:: WHAT YOU SHOULD DO ::
Without the pictures, give the entries below again exactly as written.

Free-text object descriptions
====
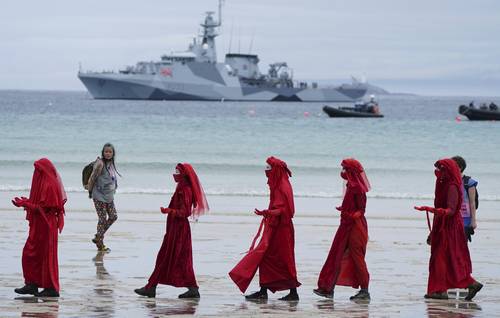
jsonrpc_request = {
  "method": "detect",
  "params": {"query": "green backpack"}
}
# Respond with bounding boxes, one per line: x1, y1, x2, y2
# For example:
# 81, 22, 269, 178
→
82, 161, 97, 198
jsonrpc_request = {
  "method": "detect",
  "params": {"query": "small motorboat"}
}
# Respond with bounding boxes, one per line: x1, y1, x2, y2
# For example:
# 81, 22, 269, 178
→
323, 104, 384, 118
458, 105, 500, 121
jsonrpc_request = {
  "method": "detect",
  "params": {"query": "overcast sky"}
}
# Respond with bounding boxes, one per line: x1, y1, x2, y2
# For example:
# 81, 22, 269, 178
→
1, 0, 499, 95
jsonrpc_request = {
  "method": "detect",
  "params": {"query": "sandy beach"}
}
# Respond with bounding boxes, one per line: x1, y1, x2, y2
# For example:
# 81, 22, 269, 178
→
0, 193, 498, 317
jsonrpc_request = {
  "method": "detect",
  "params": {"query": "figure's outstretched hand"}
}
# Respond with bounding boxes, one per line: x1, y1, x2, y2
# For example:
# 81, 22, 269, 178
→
162, 208, 177, 216
161, 207, 177, 215
254, 209, 265, 216
414, 206, 433, 212
12, 197, 22, 207
12, 197, 27, 208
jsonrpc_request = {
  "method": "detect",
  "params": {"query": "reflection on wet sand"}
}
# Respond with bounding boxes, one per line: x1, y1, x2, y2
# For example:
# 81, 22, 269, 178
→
314, 299, 370, 318
426, 299, 482, 317
16, 297, 59, 318
266, 300, 299, 312
93, 251, 111, 279
315, 299, 334, 311
143, 298, 199, 316
314, 299, 369, 318
232, 299, 299, 315
88, 251, 115, 317
2, 209, 498, 317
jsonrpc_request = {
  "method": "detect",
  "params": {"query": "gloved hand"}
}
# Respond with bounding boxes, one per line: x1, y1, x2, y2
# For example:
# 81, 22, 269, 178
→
414, 206, 449, 215
254, 209, 266, 216
12, 197, 26, 207
12, 197, 37, 210
414, 205, 433, 212
160, 207, 175, 214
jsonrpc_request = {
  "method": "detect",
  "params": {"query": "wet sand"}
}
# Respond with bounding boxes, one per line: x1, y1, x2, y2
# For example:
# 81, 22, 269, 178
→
0, 194, 498, 317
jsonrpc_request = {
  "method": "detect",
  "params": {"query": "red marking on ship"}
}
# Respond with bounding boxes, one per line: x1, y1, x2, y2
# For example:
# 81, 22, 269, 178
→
161, 68, 173, 77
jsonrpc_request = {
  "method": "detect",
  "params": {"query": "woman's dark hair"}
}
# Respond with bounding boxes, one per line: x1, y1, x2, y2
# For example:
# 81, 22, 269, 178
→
101, 143, 122, 177
452, 155, 466, 173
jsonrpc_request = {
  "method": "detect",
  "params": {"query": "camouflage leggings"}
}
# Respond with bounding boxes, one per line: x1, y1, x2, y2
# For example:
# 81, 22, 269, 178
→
93, 199, 118, 240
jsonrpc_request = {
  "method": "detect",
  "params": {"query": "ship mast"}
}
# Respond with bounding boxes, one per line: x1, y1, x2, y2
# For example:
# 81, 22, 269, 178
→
198, 0, 223, 63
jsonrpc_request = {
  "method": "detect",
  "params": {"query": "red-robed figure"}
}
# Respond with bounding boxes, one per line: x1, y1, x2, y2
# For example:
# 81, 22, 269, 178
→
229, 156, 301, 301
135, 163, 208, 299
12, 158, 66, 298
414, 159, 482, 300
314, 158, 371, 301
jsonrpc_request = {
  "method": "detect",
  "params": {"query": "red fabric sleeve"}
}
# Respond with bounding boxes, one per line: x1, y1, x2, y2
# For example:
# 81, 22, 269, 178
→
270, 191, 286, 216
446, 185, 459, 215
173, 188, 193, 218
354, 193, 367, 213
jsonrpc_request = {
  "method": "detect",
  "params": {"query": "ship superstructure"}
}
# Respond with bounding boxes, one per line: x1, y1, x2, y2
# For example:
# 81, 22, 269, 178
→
78, 1, 367, 101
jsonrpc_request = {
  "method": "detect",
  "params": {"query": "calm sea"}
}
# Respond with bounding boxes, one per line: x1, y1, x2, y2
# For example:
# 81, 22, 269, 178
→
1, 90, 499, 209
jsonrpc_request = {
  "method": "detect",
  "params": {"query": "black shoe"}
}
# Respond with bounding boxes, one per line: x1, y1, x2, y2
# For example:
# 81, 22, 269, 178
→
278, 292, 299, 301
178, 287, 200, 299
313, 288, 333, 299
245, 290, 268, 300
14, 284, 38, 295
35, 288, 59, 298
350, 290, 371, 301
424, 292, 448, 300
134, 286, 156, 298
465, 282, 483, 301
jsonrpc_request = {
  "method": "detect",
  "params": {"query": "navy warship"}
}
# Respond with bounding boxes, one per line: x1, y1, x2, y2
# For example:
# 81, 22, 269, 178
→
78, 1, 367, 101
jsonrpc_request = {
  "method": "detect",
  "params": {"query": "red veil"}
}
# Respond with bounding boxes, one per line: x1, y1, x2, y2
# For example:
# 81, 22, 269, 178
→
434, 159, 463, 210
341, 158, 371, 194
266, 156, 295, 218
30, 158, 67, 232
177, 163, 209, 218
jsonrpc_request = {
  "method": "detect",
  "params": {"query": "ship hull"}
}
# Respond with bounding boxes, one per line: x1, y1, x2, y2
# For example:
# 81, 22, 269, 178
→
323, 105, 384, 118
458, 105, 500, 121
78, 73, 366, 102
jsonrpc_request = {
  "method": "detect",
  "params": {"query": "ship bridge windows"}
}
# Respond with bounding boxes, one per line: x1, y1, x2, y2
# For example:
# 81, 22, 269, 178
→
161, 55, 195, 63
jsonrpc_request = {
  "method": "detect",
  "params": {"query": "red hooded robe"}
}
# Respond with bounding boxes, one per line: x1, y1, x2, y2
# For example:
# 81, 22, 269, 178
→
229, 156, 301, 293
427, 159, 475, 294
317, 158, 370, 292
20, 158, 66, 292
146, 163, 208, 288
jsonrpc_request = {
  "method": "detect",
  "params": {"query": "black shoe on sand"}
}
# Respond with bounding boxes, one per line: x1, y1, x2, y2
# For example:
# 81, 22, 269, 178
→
313, 288, 333, 299
245, 290, 268, 300
35, 288, 59, 298
179, 287, 200, 299
350, 289, 370, 301
134, 286, 156, 298
424, 292, 448, 300
278, 292, 299, 301
14, 284, 38, 295
465, 282, 483, 301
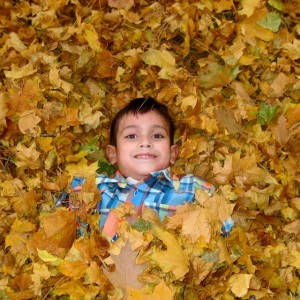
====
:: ANSWER TO THIS TASK ::
jsonrpc_request = {
  "method": "detect",
  "params": {"query": "green backpack"}
}
# Respond with bounding boxes, one per line: x1, y1, x2, y2
# For example:
# 81, 22, 269, 178
→
82, 161, 97, 198
jsonrpc_request = {
  "method": "detect",
  "params": {"query": "small motorboat"}
}
# Respond with bounding boxes, one per line: x1, y1, x2, y2
# For example:
# 81, 22, 269, 178
→
323, 104, 384, 118
458, 105, 500, 121
jsonrpc_request = {
  "method": "detect",
  "params": {"query": "overcast sky"}
}
# Respond with bounding boxes, one per line: x1, y1, x2, y2
# For example:
# 81, 22, 269, 178
→
1, 0, 499, 95
jsonrpc_request = {
  "method": "detect",
  "params": {"query": "sandy beach"}
}
# Respond with bounding boxes, one per line: x1, y1, x2, y2
# For example:
# 81, 22, 269, 178
→
0, 193, 498, 317
jsonrpc_request = {
  "method": "detect",
  "params": {"query": "figure's outstretched hand"}
}
# Respond with bounding boxes, one per line: x1, y1, x2, y2
# For example:
# 81, 22, 269, 178
→
162, 208, 177, 216
161, 207, 177, 215
254, 209, 265, 216
414, 206, 433, 212
12, 197, 22, 207
12, 197, 27, 208
jsonrpc_request = {
  "method": "detect",
  "params": {"query": "reflection on wet sand"}
}
# Respond with bounding boxes, one per line: x1, y1, x2, y2
# For example:
# 81, 22, 269, 178
→
314, 299, 370, 318
426, 299, 482, 317
16, 297, 59, 318
266, 300, 299, 312
93, 251, 111, 279
315, 299, 334, 311
143, 298, 199, 316
314, 299, 369, 318
232, 299, 299, 315
88, 251, 115, 317
2, 209, 498, 317
jsonrpc_request = {
  "method": "detect",
  "params": {"query": "gloved hand"}
}
# Respond with bounding boxes, one per line: x1, y1, x2, y2
# For example:
# 81, 22, 269, 178
→
414, 206, 449, 215
254, 209, 266, 216
12, 197, 26, 207
12, 197, 37, 210
414, 205, 433, 212
160, 207, 175, 214
jsonrpc_request = {
  "method": "detect",
  "params": {"query": "wet sand"}
}
# Respond with bounding boxes, one per line: x1, y1, x2, y2
# For example:
# 81, 22, 269, 178
→
0, 194, 498, 317
jsonrpc_request = {
  "method": "detect",
  "params": {"query": "red marking on ship"}
}
# Respond with bounding boxes, one per line: x1, y1, x2, y2
# For example:
# 81, 22, 269, 178
→
161, 68, 173, 77
jsonrpc_request = {
  "method": "detect",
  "params": {"query": "woman's dark hair"}
}
# Respond with bounding boxes, one per line: x1, y1, x2, y2
# For example:
# 81, 22, 269, 178
→
101, 143, 122, 177
452, 155, 466, 173
jsonrpc_request = {
  "method": "detect",
  "params": {"query": "camouflage leggings"}
}
# Respond with bounding boxes, one per line: x1, y1, x2, y2
# For example:
# 81, 22, 269, 178
→
93, 199, 118, 240
jsonrpc_request = {
  "method": "detect",
  "params": {"query": "ship mast"}
}
# Respond with bounding boxes, one per line: x1, y1, x2, y2
# For example:
# 81, 22, 269, 178
→
198, 0, 223, 63
jsonrpc_request = {
  "method": "detect",
  "params": {"query": "red-robed figure"}
}
# Respond with bounding boxes, one per line: x1, y1, x2, y2
# For example:
# 81, 22, 269, 178
→
229, 156, 301, 301
135, 163, 208, 299
12, 158, 66, 298
414, 159, 482, 300
314, 158, 371, 301
jsonrpc_request = {
  "method": "detect",
  "params": {"query": "red fabric sleeve"}
}
# Respond with bounding boxes, one per line: x1, y1, x2, y2
# For example:
# 81, 22, 269, 178
→
270, 191, 286, 216
446, 185, 459, 215
173, 188, 193, 218
354, 193, 367, 213
jsonrpc_request = {
  "method": "detect",
  "params": {"query": "ship superstructure"}
}
# Respond with bounding boxes, one per line: x1, y1, x2, y2
# For example:
# 81, 22, 269, 178
→
78, 1, 367, 101
jsonrpc_request = {
  "method": "detect",
  "params": {"query": "calm sea"}
}
# Respond with bounding boxes, one per line: x1, y1, x2, y2
# For example:
# 81, 22, 269, 178
→
1, 90, 499, 209
jsonrpc_request = {
  "method": "detect",
  "params": {"query": "black shoe"}
}
# Respond with bounding boxes, one per line: x1, y1, x2, y2
# For example:
# 81, 22, 269, 178
→
278, 292, 299, 301
178, 287, 200, 299
313, 288, 333, 299
245, 290, 268, 300
14, 284, 38, 295
35, 288, 59, 298
350, 290, 371, 301
424, 292, 448, 300
134, 286, 156, 298
465, 282, 483, 301
jsonrpc_request = {
  "method": "detect",
  "params": {"query": "navy warship"}
}
# Respond with bounding boxes, one per line: x1, y1, x2, y2
# For example:
# 81, 22, 269, 178
→
78, 1, 367, 101
jsonrpc_request = {
  "method": "detect",
  "params": {"query": "red veil"}
}
# Respond with bounding boxes, one per line: x1, y1, x2, y2
# For example:
# 81, 22, 269, 178
→
434, 159, 463, 210
341, 158, 371, 194
266, 156, 295, 218
30, 158, 67, 232
177, 163, 209, 218
jsonrpc_request = {
  "method": "detect",
  "params": {"query": "ship hull"}
}
# Respond with bounding boxes, one per line: x1, y1, x2, y2
# For example:
# 81, 22, 269, 178
→
323, 105, 384, 118
458, 105, 500, 121
78, 73, 366, 102
jsonrpc_request = {
  "method": "detect",
  "params": {"query": "ship bridge windows"}
}
# Respond with bounding boxes, one per line: x1, y1, x2, y2
# For example:
# 81, 22, 269, 178
→
161, 55, 195, 63
jsonrpc_request = {
  "method": "detect",
  "params": {"query": "red hooded robe"}
}
# Respond with bounding boxes, one per line: x1, y1, x2, y2
# For example:
# 81, 22, 269, 178
→
229, 156, 301, 293
427, 159, 475, 294
317, 158, 370, 292
20, 158, 66, 292
146, 163, 208, 288
jsonrpc_request = {
  "method": "detect",
  "params": {"query": "black shoe on sand"}
}
# Respond with bounding boxes, one per line: x1, y1, x2, y2
# For example:
# 81, 22, 269, 178
→
313, 288, 333, 299
245, 290, 268, 300
35, 288, 59, 298
179, 287, 200, 299
350, 289, 370, 301
134, 286, 156, 298
424, 292, 448, 300
278, 292, 299, 301
14, 284, 38, 295
465, 282, 483, 301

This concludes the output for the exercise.